#### Excerpted data

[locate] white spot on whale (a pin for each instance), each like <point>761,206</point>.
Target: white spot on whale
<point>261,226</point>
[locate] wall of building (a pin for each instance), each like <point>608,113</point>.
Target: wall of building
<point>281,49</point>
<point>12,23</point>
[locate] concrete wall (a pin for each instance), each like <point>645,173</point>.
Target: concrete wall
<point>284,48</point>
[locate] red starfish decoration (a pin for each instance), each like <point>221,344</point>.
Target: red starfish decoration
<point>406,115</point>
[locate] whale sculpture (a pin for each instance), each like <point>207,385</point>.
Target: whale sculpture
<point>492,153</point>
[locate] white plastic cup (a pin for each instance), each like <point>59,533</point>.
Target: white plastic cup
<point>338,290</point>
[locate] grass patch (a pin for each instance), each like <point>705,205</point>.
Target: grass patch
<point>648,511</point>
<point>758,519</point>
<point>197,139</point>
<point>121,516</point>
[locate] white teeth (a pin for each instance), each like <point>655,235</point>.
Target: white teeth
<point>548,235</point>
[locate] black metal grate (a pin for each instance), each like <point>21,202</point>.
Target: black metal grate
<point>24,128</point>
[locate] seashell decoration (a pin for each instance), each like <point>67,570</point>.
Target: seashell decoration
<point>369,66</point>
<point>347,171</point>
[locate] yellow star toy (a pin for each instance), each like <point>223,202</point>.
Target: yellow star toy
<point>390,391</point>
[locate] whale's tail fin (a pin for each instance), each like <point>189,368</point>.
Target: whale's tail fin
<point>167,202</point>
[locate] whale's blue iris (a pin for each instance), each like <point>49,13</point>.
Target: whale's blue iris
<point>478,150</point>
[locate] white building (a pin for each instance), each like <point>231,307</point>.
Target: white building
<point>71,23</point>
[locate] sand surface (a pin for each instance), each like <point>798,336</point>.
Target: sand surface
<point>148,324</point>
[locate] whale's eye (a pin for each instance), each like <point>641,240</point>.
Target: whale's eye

#### What to produce
Take the lines from the one containing "Target: sand surface" through the final line of the entries above, and set them down exactly, with nothing added.

#### Answer box
Target: sand surface
<point>148,324</point>
[locate] whale's eye (a pin for each instance), each like <point>641,240</point>.
Target: whale's eye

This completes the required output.